* Image point grounding data
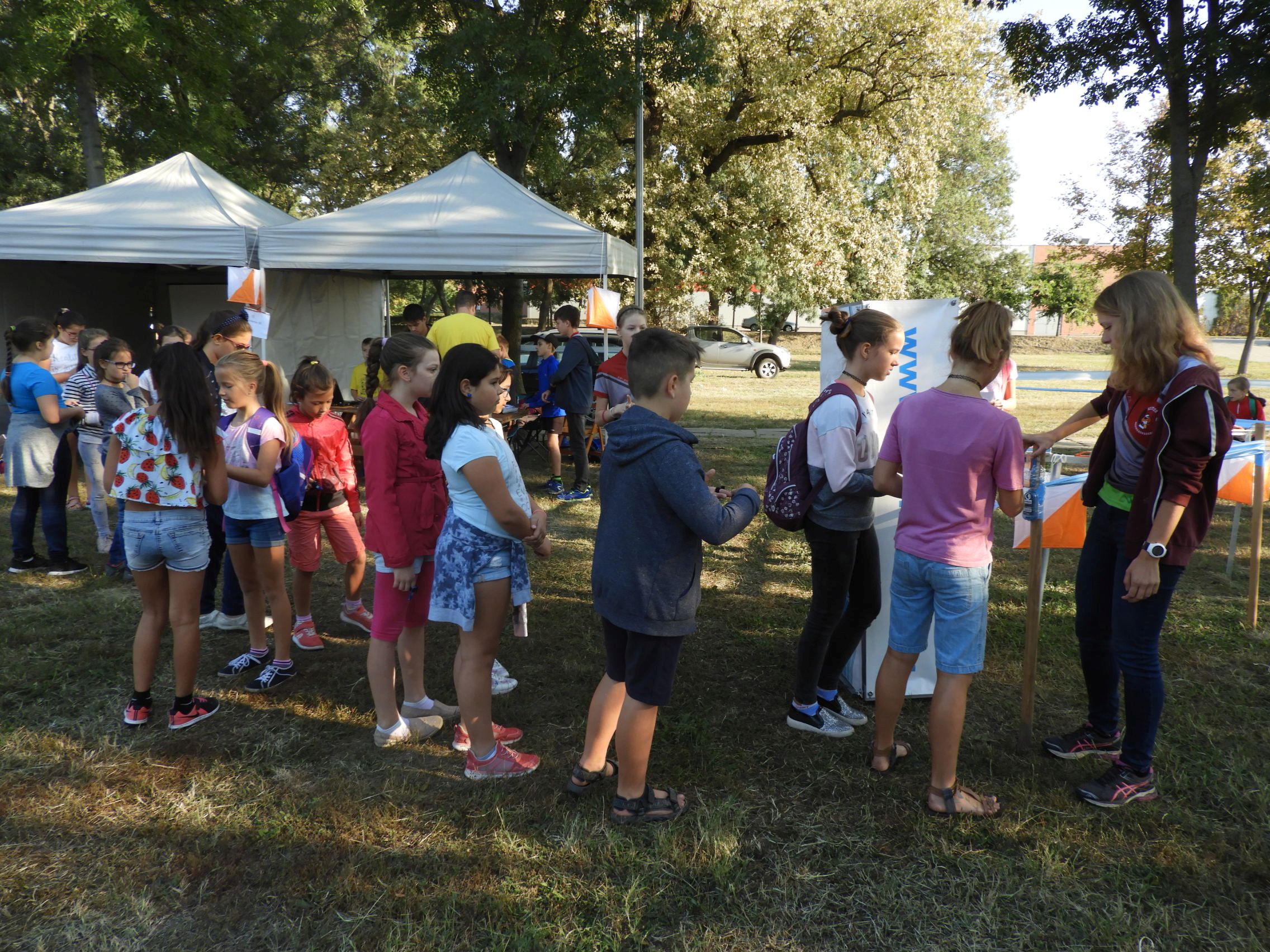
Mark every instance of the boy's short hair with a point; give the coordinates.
(571, 314)
(655, 356)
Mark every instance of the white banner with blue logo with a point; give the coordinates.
(923, 363)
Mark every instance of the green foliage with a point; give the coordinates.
(1066, 288)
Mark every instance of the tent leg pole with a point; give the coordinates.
(1235, 540)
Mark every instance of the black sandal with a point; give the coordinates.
(586, 781)
(647, 808)
(949, 795)
(893, 755)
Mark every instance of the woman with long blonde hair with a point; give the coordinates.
(1152, 487)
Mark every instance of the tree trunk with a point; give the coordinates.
(91, 130)
(440, 287)
(514, 300)
(1257, 307)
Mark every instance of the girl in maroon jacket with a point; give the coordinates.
(405, 498)
(1152, 485)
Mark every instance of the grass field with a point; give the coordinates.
(278, 825)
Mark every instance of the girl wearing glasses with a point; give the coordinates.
(80, 390)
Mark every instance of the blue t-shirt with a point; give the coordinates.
(30, 381)
(468, 444)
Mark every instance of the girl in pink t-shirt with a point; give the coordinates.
(950, 455)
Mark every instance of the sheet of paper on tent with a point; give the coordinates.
(245, 286)
(259, 321)
(1065, 516)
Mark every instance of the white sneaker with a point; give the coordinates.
(502, 686)
(238, 622)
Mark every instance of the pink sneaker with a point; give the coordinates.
(505, 763)
(305, 637)
(358, 618)
(502, 735)
(135, 715)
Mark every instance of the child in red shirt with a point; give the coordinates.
(405, 494)
(332, 503)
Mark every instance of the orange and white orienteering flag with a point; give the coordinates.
(1065, 517)
(603, 309)
(245, 286)
(1235, 483)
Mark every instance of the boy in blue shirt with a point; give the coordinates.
(553, 417)
(657, 507)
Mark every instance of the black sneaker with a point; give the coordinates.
(247, 661)
(1121, 785)
(845, 711)
(67, 567)
(823, 722)
(272, 677)
(29, 565)
(1084, 741)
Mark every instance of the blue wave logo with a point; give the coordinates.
(908, 371)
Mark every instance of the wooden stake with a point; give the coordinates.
(1031, 632)
(1259, 484)
(1031, 627)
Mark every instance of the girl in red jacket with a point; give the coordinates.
(332, 501)
(1152, 485)
(405, 494)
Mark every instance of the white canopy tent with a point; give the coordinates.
(153, 246)
(468, 218)
(178, 212)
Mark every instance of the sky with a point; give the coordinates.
(1054, 139)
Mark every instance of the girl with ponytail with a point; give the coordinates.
(254, 437)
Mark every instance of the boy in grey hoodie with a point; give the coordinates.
(657, 507)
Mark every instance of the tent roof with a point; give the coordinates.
(176, 212)
(466, 218)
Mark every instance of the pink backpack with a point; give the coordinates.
(789, 493)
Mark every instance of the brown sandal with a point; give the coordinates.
(893, 755)
(949, 810)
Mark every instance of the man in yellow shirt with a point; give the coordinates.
(463, 327)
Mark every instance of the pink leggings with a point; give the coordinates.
(395, 610)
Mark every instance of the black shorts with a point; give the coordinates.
(646, 663)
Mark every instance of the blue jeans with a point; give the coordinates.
(231, 598)
(955, 597)
(1121, 637)
(50, 504)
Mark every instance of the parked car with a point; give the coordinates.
(805, 321)
(724, 348)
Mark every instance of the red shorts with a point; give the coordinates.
(342, 532)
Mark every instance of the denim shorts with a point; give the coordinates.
(955, 597)
(258, 534)
(178, 537)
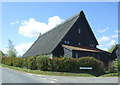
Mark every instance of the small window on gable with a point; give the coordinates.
(79, 43)
(65, 42)
(76, 55)
(91, 45)
(79, 31)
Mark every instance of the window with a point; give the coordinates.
(67, 42)
(91, 45)
(76, 55)
(79, 31)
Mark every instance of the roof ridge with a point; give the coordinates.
(71, 18)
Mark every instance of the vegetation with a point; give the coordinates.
(111, 49)
(62, 64)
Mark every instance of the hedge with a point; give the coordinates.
(62, 64)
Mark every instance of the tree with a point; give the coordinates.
(1, 54)
(11, 50)
(111, 49)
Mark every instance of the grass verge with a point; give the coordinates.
(58, 73)
(48, 72)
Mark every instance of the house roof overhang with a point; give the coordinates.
(83, 48)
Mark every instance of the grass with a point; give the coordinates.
(59, 73)
(48, 72)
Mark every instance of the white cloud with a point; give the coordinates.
(112, 42)
(12, 23)
(103, 30)
(16, 22)
(103, 39)
(117, 31)
(5, 50)
(21, 49)
(33, 28)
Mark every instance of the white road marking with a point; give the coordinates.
(29, 73)
(53, 82)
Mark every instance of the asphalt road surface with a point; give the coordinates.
(13, 76)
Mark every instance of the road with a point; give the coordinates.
(13, 76)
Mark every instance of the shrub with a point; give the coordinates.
(42, 63)
(31, 63)
(64, 64)
(7, 61)
(97, 65)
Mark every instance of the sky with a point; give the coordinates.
(23, 22)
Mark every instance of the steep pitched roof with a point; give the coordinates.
(83, 48)
(47, 42)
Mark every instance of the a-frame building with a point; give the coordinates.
(73, 38)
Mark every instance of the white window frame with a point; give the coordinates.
(79, 30)
(76, 55)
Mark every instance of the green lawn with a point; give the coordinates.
(58, 73)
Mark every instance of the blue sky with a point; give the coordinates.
(22, 21)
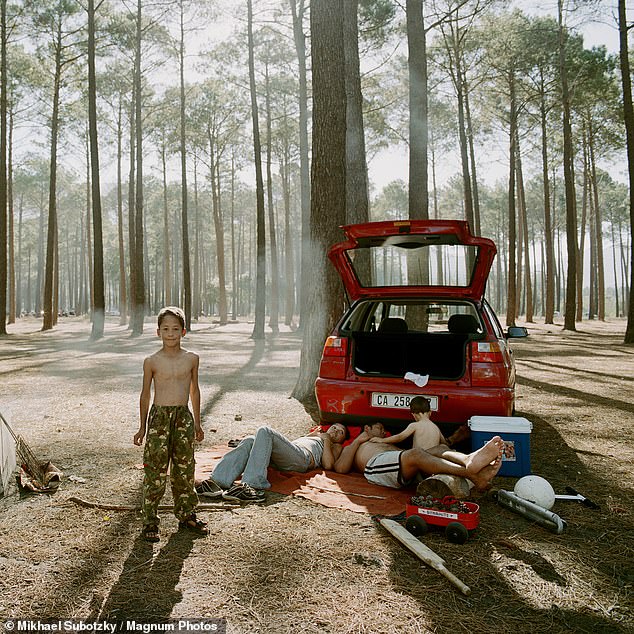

* Directions for this task
Reproduce all entries exactly. Pictures do not belong in the copy.

* The answer
Mark every instance of the boy's short hair with a point; give the coordinates.
(571, 314)
(655, 356)
Mark every instance of the white banner with blue logo with a point; give the coordinates.
(923, 363)
Mark every instance of the green foliage with a point; give the coordinates.
(1066, 288)
Mark every instance of the tent leg pole with a point; give the coordinates.
(1235, 540)
Mark every instance of the black sandal with a point; give the coordinates.
(586, 781)
(647, 808)
(949, 795)
(893, 755)
Mark every instance of the woman with long blonde hair with a point; give the coordinates.
(1152, 487)
Mark every instance of the tree trunk with a point; give the coordinates.
(91, 130)
(440, 287)
(514, 300)
(1257, 307)
Mark every instance of the girl in maroon jacket with a point; give the coordinates.
(405, 498)
(1152, 485)
Mark every instance of the grass field with a point; give the coordinates.
(278, 825)
Mark every instance of the girl wearing glasses with a point; give the coordinates.
(80, 390)
Mark every instance of the blue t-shirt with a point; give the coordinates.
(30, 381)
(468, 444)
Mark every instance of the girl in pink t-shirt with a point; give the coordinates.
(950, 455)
Mark every instance of the sheet of paper on tent with a point; give the coordinates.
(245, 286)
(259, 321)
(1065, 516)
Mark every instance of the white sneaker with a point; give the coordinates.
(502, 686)
(238, 622)
Mark every instance of the pink sneaker with a point; give the coordinates.
(505, 763)
(305, 637)
(358, 618)
(502, 735)
(135, 715)
Mark every instance of the child in red shirt with a point; give the coordinates.
(405, 494)
(332, 503)
Mark every instance of the orange and white orienteering flag with a point; give the coordinates.
(1065, 517)
(603, 309)
(245, 286)
(1235, 483)
Mark every instance of the boy in blue shirt with a point; give the coordinates.
(553, 417)
(657, 507)
Mark every instance of the black sneaker with a point; give the coordinates.
(247, 661)
(1121, 785)
(845, 711)
(67, 567)
(823, 722)
(272, 677)
(29, 565)
(1084, 741)
Mark every instance of the blue wave logo with a point; give the coordinates.
(908, 371)
Mark every instance of the wooden stake with a point; give the coordinates.
(1031, 632)
(1259, 484)
(1031, 627)
Mark every instance of the girl in red jacket with a point; give the coordinates.
(332, 501)
(1152, 485)
(405, 494)
Mark every instance of the white canopy tent with a point; give the coordinates.
(153, 246)
(468, 218)
(178, 212)
Mark every instance of the sky with a point; give the coordinates.
(1054, 139)
Mark every instance of the girl with ponytail with a point; give the coordinates.
(254, 437)
Mark every instance of the boy in grey hoodie with a point; give the coordinates.
(657, 507)
Mark every instance of the tent roof with a point; give the coordinates.
(176, 212)
(466, 218)
Mark every instance of the pink backpack with a point; give the coordinates.
(789, 493)
Mark every instance of the brown sandal with a point; give the coordinates.
(893, 755)
(949, 810)
Mark every instance of the man in yellow shirt with a point; give the coordinates.
(463, 327)
Mark every instance of the pink leggings with a point; give the coordinates.
(395, 610)
Mark every instance of the black shorts with a point; give the coordinates.
(646, 663)
Mark every instance of the blue jeans with a point; give the coordinates.
(231, 598)
(955, 597)
(1121, 637)
(50, 504)
Mark every instance of the parked car with a point; give the coordinates.
(805, 321)
(724, 348)
Mark every instance of the red shorts with a point; give the coordinates.
(342, 532)
Mark every instance of the denim shorts with a point; give the coordinates.
(955, 597)
(258, 534)
(178, 537)
Mark every instance of the small window on gable with a point; give the coordinates.
(79, 43)
(65, 42)
(76, 55)
(91, 45)
(79, 31)
Mark every instance of the window with a point; give the coordinates.
(67, 42)
(91, 45)
(76, 55)
(79, 31)
Mark every instance of the roof ridge with a point; give the coordinates.
(71, 18)
Mark every instance of the vegetation with a point; give the coordinates.
(111, 49)
(62, 64)
Mark every instance of the hedge with a point; give the coordinates.
(62, 64)
Mark every instance of the tree with a point; give the coordinates.
(1, 54)
(11, 50)
(111, 49)
Mark every instance of the grass verge with a point; give the coordinates.
(58, 73)
(48, 72)
Mark every instance of the house roof overhang with a point; give the coordinates.
(83, 48)
Mark every instance of the grass with a point; give the coordinates.
(59, 73)
(48, 72)
Mark every instance of the white cloud with a point; give the coordinates.
(112, 42)
(12, 23)
(103, 30)
(16, 22)
(103, 39)
(117, 31)
(5, 50)
(21, 49)
(33, 28)
Mark every instance of the white road marking with a point; give the coordinates.
(29, 73)
(53, 82)
Mark every instance of the asphalt road surface with a point; give the coordinates.
(13, 76)
Mark every instance of the road with a point; give the coordinates.
(13, 76)
Mark every instance of the shrub with a point; give the coordinates.
(42, 63)
(31, 63)
(64, 64)
(7, 61)
(97, 65)
Mark every instance of the sky with a point; give the coordinates.
(23, 22)
Mark every instance of the steep pitched roof with a point; give the coordinates.
(83, 48)
(47, 42)
Mark every instance of the a-frame building with a point; give the coordinates.
(73, 38)
Mark every instance of the white window frame with a point; give the coordinates.
(79, 30)
(76, 55)
Mark every instance of the green lawn with a point; give the coordinates.
(58, 73)
Mark every instance of the blue sky with a point; give the coordinates.
(22, 21)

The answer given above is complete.